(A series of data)
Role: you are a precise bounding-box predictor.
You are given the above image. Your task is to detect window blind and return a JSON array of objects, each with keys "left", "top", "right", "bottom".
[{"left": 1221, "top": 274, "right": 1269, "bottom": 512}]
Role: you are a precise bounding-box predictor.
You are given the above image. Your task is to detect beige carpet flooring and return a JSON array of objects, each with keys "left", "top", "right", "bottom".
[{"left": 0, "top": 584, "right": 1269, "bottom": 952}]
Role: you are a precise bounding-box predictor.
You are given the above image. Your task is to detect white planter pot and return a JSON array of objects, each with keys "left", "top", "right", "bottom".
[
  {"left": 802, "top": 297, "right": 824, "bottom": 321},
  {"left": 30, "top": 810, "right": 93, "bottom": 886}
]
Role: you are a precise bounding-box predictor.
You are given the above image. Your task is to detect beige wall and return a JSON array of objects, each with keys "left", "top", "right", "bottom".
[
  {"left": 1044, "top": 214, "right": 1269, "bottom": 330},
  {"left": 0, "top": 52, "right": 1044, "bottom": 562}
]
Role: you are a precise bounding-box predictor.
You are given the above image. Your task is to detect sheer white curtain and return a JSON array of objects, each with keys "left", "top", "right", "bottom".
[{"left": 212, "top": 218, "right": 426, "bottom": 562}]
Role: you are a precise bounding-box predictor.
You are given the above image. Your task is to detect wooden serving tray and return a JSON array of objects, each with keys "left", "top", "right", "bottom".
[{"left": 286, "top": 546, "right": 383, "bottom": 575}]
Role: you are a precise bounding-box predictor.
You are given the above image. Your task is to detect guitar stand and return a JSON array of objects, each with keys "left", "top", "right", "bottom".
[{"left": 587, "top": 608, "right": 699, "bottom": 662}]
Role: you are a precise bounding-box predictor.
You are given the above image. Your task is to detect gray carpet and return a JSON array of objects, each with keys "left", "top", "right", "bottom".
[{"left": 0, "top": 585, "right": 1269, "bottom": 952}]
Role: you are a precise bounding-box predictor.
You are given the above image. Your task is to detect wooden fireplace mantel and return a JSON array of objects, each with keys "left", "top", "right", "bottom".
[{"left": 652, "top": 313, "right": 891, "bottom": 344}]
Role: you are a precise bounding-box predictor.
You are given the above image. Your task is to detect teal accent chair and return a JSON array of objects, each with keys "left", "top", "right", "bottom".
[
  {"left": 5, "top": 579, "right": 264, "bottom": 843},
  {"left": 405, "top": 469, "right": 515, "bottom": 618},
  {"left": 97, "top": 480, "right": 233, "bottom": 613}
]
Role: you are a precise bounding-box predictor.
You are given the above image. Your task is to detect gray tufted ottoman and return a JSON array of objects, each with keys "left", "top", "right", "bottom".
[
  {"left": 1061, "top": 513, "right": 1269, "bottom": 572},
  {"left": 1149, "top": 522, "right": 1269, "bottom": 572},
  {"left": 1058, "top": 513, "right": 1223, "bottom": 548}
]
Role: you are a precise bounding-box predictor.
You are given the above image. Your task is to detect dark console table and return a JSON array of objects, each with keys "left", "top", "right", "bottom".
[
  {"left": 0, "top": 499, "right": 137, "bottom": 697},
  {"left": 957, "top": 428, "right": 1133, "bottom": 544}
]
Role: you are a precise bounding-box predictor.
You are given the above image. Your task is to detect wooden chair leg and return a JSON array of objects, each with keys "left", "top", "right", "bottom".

◆ Your instructions ◆
Find every line in the data above that contains the word "white" and copy each of those lines.

◆ Task response ◆
You are given the above image. Your task is to detect white planter pot and return a JSON array of objects, each with keys "left", "top", "right", "bottom".
You are given the above image. Your task is to detect sheer white curtain and return a JSON array of objects, each with keys "left", "top", "right", "bottom".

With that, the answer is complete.